___ Extrait fourni

Phosphore
Le phosphore (P) est l'un des trois nutriments essentiels à la croissance des plantes, avec l'azote et le potassium. Bien qu'étant absorbé en plus faible quantité par les plantes que l'azote et le potassium, il joue un rôle crucial dans la photosynthèse, le métabolisme énergétique (le transport et la production des sucres et des protéines), dans la constitution des protéines, et sur le développement des racines, des graines et des fruits.
Présentation[1]
- Source principale : Roches ignées ou sédimentaires.
- Aptitude à la lixiviation : faible.
- Aptitude à la fixation : forte.
- Concentrations dans les plantes (% de la matière sèche) : 0,3%.
- Exportations :
- Grandes cultures : 34,35- 57,25 P2O5 kg/ha/an.
- Maraîchage, fourrage : 45,8 - 91,6 P2O5 kg/ha/an.
- Parties accumulatrices des plantes : Fruits (graines).
- Enjeux agronomiques et environnementaux :
- Excès : Risques d'eutrophisation des milieux lentiques continentaux.
- Déficience : Perturbations de nombreuses fonctions biologiques des végétaux, notamment leur division cellulaire.
Le cycle du phosphore
Le cycle du phosphore est relativement complexe. Les entrées dans le sol sont principalement dues aux apports minéraux et organiques, les dépôts atmosphériques étant négligeables. Les pertes sont principalement dues aux exportations agricoles et à l'érosion (le lessivage est marginal).
La rétrogradation du phosphore
La rétrogradation, un processus où le phosphore passe d'un état soluble à un état solide, est fortement influencée par le pH du sol et sa teneur en calcium. Ce phénomène est plus prononcé dans les sols calcaires et acides, où le phosphore peut former des composés insolubles avec le calcium, le fer ou l'aluminium, le rendant indisponible pour les plantes. En revanche, maintenir un pH proche de la neutralité, par exemple en chaulant un sol acide, peut contribuer à limiter la rétrogradation et améliorer la disponibilité du phosphore. Ce phénomène est aussi accentué en présence de températures élevées et d'une faible teneur en matière organique.
Les exigences en phosphore
Les cultures ont des niveaux d'exigence variables en phosphore. Par exemple, le colza, la betterave et la luzerne sont considérés comme très exigeants en phosphore, tandis que le blé tendre, le tournesol et le maïs grain ont des exigences plus faibles. Il est crucial d'adapter la fertilisation en fonction de la culture spécifique et de son niveau d'exigence.

______
___ Enregistrements fournis

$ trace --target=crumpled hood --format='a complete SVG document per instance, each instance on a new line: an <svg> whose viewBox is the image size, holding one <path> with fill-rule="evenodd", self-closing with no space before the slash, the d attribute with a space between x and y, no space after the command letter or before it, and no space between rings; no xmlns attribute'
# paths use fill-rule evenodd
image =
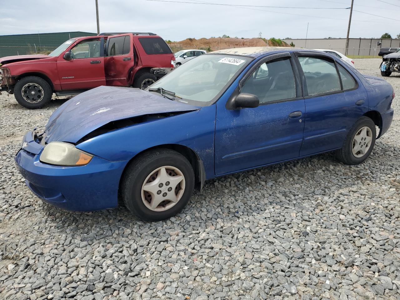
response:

______
___ Enregistrements fournis

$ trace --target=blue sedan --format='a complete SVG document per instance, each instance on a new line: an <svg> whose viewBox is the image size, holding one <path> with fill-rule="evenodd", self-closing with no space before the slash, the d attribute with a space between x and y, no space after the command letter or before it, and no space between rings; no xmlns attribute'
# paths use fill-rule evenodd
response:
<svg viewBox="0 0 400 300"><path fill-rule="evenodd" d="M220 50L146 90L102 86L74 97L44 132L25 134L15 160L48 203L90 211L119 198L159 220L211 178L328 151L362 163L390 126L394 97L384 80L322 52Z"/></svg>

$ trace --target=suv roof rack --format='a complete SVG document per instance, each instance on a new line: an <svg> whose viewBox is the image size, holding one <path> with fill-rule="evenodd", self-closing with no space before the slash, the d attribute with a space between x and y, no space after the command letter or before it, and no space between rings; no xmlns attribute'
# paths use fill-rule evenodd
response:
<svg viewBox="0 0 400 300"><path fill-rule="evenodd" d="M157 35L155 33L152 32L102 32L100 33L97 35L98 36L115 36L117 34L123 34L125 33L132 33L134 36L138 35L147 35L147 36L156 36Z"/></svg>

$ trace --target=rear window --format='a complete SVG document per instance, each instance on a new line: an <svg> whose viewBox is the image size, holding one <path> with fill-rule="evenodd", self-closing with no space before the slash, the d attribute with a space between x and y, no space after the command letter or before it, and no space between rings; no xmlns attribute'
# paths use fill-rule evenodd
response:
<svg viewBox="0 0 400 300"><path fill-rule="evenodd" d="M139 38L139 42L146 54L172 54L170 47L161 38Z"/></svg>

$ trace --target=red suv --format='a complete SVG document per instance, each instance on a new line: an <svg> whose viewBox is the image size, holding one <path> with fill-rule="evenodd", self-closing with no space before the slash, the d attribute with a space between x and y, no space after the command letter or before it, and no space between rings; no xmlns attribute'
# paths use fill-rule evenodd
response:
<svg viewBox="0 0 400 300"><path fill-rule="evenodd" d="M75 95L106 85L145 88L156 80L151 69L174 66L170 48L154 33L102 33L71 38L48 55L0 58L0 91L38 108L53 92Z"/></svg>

______

Tâches à réaliser:
- 1) Extrayez de l'extrait sur le phosphore le passage situé entre « - Concentrations dans » et « plantes : Fruits (graines). », ces deux bornes comprises.
- 2) Pour chacune des affirmations suivantes, dites par oui ou par non si elle concorde avec l'extrait sur le phosphore, en citant les mots du texte qui tranchent. (a) Le phosphore a une forte aptitude à la lixiviation. (b) Les dépôts atmosphériques de phosphore dans le sol sont négligeables. (c) Le tournesol est considéré comme très exigeant en phosphore.

Solutions:
- 1)
- Concentrations dans les plantes (% de la matière sèche) : 0,3%.
- Exportations :
- Grandes cultures : 34,35- 57,25 P2O5 kg/ha/an.
- Maraîchage, fourrage : 45,8 - 91,6 P2O5 kg/ha/an.
- Parties accumulatrices des plantes : Fruits (graines).

- 2)
(a) Non : « Aptitude à la lixiviation : faible. »
(b) Oui : « les dépôts atmosphériques étant négligeables »
(c) Non : « tandis que le blé tendre, le tournesol et le maïs grain ont des exigences plus faibles »